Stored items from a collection
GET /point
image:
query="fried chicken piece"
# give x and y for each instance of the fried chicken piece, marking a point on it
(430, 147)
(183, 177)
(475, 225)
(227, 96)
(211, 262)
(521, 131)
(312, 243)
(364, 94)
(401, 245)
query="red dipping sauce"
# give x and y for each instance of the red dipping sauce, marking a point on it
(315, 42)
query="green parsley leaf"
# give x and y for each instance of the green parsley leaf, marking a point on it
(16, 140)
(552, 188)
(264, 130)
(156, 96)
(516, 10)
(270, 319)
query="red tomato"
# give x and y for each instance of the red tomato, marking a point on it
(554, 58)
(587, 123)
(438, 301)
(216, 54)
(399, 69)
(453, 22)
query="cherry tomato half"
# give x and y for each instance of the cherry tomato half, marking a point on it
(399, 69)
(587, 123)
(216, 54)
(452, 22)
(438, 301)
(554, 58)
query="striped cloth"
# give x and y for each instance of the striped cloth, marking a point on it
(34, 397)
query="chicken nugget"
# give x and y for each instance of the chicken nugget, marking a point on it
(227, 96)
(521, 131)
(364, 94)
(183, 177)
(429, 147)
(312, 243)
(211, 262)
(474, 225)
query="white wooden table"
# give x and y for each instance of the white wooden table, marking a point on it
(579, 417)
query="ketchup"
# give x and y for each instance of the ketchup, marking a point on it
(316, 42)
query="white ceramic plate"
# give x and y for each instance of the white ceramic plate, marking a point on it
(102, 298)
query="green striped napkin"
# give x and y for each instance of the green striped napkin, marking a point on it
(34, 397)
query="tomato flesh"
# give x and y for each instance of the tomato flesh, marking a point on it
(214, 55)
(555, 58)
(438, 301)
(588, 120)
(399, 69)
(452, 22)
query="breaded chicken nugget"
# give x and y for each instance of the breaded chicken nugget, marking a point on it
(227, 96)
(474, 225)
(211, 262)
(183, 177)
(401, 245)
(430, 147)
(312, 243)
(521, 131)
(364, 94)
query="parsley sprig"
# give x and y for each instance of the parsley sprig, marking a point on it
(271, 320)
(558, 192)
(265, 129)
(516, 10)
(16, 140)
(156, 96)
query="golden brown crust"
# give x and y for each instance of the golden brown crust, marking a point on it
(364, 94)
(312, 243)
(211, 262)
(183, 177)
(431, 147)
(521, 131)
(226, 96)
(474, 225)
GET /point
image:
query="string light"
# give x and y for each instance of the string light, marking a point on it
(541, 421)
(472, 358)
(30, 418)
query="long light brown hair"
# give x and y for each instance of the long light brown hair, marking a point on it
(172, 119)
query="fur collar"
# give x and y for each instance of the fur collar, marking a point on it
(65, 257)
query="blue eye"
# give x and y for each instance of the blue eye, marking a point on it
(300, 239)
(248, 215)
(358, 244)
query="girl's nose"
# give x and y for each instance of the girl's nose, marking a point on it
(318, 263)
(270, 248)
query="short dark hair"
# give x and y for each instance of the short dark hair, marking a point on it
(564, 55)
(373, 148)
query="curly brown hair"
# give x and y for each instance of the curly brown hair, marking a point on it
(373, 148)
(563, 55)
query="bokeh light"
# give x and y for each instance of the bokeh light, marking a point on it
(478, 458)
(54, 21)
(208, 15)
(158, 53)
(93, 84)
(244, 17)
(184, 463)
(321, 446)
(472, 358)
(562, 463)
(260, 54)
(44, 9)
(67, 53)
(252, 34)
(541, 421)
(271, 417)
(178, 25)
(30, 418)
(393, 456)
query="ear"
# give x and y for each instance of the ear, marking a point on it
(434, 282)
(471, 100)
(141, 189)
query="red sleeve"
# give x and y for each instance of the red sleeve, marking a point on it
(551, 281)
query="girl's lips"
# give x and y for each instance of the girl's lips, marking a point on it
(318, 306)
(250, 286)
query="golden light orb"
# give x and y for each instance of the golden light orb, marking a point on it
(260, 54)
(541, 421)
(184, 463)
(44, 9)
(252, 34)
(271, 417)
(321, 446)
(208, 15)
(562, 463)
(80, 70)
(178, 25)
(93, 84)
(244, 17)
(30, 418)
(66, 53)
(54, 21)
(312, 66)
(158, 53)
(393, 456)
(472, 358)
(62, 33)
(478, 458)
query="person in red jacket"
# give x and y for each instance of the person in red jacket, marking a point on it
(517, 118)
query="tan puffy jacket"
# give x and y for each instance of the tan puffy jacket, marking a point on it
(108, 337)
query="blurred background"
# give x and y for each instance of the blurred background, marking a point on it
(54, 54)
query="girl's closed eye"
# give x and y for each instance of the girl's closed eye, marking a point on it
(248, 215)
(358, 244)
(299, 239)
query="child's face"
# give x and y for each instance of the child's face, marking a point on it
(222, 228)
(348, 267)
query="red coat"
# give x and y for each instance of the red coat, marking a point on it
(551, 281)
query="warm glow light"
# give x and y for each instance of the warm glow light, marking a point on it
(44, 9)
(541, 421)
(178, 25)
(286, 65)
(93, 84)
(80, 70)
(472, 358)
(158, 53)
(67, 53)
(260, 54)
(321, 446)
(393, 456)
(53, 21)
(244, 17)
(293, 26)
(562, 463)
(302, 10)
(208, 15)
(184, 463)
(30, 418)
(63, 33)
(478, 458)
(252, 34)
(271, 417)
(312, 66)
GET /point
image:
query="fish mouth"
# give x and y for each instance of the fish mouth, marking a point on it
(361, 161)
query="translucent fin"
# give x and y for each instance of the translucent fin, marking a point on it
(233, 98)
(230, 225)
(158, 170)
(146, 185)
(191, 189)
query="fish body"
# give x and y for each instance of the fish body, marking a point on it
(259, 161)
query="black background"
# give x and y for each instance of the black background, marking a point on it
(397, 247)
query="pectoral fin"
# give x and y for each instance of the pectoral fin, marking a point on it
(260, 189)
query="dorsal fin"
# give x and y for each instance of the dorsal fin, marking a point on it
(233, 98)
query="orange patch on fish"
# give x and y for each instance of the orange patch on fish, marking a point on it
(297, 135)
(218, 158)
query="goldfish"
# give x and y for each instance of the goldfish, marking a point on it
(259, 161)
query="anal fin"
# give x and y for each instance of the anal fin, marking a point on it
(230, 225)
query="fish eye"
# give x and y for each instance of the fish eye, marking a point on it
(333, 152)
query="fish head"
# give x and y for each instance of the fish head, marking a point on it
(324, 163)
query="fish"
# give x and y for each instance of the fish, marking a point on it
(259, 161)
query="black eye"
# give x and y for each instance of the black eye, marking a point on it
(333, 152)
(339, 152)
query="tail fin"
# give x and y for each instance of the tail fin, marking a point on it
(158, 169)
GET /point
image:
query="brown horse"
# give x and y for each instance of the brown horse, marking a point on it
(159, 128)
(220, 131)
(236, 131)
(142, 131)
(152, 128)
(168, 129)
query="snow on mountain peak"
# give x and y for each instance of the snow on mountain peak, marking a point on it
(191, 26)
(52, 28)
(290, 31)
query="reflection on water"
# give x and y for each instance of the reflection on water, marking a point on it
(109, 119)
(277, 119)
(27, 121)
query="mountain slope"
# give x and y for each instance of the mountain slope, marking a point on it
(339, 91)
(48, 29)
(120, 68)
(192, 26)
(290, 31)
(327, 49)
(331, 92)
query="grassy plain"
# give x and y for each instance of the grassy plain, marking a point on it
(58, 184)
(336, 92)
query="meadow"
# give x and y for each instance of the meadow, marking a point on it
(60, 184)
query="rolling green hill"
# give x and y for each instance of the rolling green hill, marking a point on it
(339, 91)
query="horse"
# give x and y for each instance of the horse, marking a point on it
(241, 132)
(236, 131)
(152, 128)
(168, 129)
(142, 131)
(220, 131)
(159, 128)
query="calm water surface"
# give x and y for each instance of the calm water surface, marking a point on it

**Written problem:** State how many lines above contain the word "reflection", matching case exactly, and give only that number.

**Solution to this task:** 2